● **Problem description**: Put every line of the items below into a JSON list of strings, one string per line, leaving out blank lines.

Items stored from a collection:
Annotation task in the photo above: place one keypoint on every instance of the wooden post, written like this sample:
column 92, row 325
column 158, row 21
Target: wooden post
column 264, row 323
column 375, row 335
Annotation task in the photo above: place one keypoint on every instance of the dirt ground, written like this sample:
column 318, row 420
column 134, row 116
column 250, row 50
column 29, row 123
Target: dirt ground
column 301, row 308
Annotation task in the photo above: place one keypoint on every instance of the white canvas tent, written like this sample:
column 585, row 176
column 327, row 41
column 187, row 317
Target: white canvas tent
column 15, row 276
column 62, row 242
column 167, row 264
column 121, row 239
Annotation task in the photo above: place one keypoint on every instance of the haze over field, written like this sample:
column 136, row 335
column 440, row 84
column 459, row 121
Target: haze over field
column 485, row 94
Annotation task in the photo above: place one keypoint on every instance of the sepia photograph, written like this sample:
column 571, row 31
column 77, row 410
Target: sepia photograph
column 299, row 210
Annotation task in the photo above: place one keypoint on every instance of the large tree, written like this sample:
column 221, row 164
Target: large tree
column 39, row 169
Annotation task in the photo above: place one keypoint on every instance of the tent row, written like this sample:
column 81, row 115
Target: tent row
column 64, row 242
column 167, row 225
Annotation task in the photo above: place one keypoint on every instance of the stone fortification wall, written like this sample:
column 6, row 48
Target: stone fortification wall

● **The result**:
[
  "Annotation task in the photo above: place one keypoint on every instance of the wooden post, written like this sample:",
  "column 92, row 325",
  "column 158, row 21",
  "Target: wooden post",
  "column 264, row 323",
  "column 375, row 335",
  "Annotation task in the photo above: place one keypoint on every instance of the dirt ground, written like this sample:",
  "column 318, row 420",
  "column 134, row 116",
  "column 250, row 50",
  "column 29, row 123",
  "Target: dirt ground",
  "column 301, row 308",
  "Annotation task in the photo above: place one keypoint on every instance of the white canvas tent, written like this sample:",
  "column 585, row 176",
  "column 327, row 41",
  "column 187, row 317",
  "Target: white canvas tent",
  "column 15, row 276",
  "column 62, row 242",
  "column 167, row 264",
  "column 121, row 239",
  "Annotation task in the photo above: place one keypoint on every instance of the haze over field, written like this sample:",
  "column 136, row 335",
  "column 440, row 84",
  "column 459, row 121",
  "Target: haze over field",
  "column 485, row 94",
  "Annotation task in the photo above: place one keypoint on every instance of the sepia photograph, written like this sample:",
  "column 571, row 31",
  "column 77, row 410",
  "Target: sepia photograph",
  "column 299, row 210",
  "Annotation task in the photo above: place one keypoint on every instance of the large tree, written like this sample:",
  "column 221, row 164",
  "Target: large tree",
  "column 39, row 169",
  "Annotation task in the photo above: place one keypoint on every instance of the tent row, written like this sample:",
  "column 81, row 115",
  "Target: tent row",
  "column 64, row 242",
  "column 167, row 225",
  "Annotation task in the photo above: place one keypoint on every instance of the stone fortification wall, written like this sample:",
  "column 6, row 48",
  "Target: stone fortification wall"
]